▸ The request
Could you copy the data below word for word, from its first line up to and including the line with "(1015, 391)", leaving out the pictures?

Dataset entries
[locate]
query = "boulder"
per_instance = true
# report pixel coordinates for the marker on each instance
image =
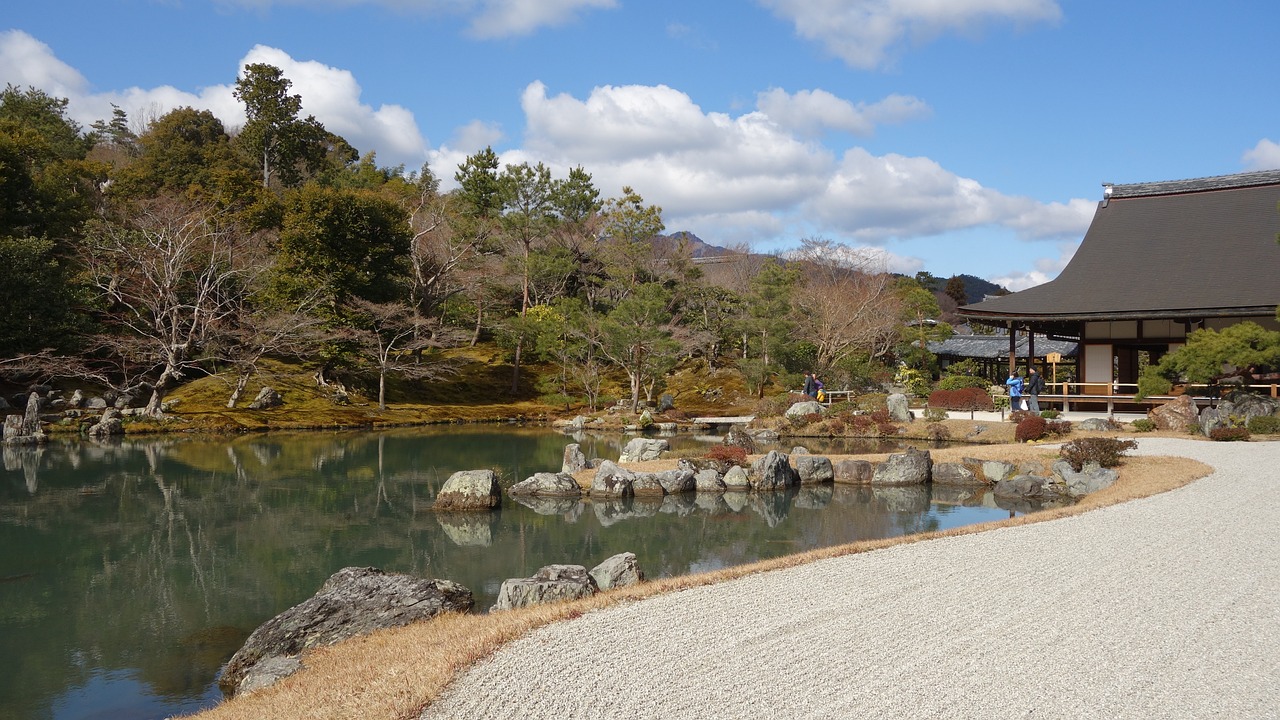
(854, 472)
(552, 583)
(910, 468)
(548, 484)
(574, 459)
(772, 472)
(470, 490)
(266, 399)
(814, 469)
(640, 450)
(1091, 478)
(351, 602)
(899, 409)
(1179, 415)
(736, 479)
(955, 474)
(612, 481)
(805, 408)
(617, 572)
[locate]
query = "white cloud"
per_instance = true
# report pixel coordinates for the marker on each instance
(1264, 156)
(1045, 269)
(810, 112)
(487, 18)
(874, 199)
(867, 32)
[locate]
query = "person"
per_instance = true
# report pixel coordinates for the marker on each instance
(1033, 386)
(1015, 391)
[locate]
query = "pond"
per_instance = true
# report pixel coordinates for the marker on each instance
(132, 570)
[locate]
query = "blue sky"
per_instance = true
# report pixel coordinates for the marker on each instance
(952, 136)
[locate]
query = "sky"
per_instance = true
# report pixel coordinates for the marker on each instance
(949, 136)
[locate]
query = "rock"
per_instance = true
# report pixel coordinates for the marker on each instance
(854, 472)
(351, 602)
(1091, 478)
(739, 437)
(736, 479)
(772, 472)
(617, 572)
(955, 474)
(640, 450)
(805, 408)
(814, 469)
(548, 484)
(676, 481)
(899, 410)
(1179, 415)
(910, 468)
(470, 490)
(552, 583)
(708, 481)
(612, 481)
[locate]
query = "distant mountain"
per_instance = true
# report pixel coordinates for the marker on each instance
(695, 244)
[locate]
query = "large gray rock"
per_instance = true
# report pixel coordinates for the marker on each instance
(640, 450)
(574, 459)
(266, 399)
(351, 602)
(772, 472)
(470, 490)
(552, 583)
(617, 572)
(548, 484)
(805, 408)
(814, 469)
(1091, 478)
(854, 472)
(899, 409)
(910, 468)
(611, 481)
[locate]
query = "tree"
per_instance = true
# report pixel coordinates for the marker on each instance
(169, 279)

▸ Written solution
[locate]
query = "boulder"
per_instance = true
# report pixel coordinates for the marker on each instance
image =
(854, 472)
(552, 583)
(910, 468)
(548, 484)
(574, 459)
(772, 472)
(470, 490)
(266, 399)
(814, 469)
(640, 450)
(1091, 478)
(351, 602)
(899, 409)
(1179, 415)
(736, 479)
(955, 474)
(612, 481)
(805, 408)
(617, 572)
[locate]
query = "white cloud"
per_instance = true
# report pixel coordinates for the marker on each instance
(1264, 156)
(1045, 269)
(810, 112)
(487, 18)
(874, 199)
(867, 32)
[locate]
query = "person"
per_instance = true
# report pixel coordinates for the marker on each instance
(1033, 386)
(1015, 391)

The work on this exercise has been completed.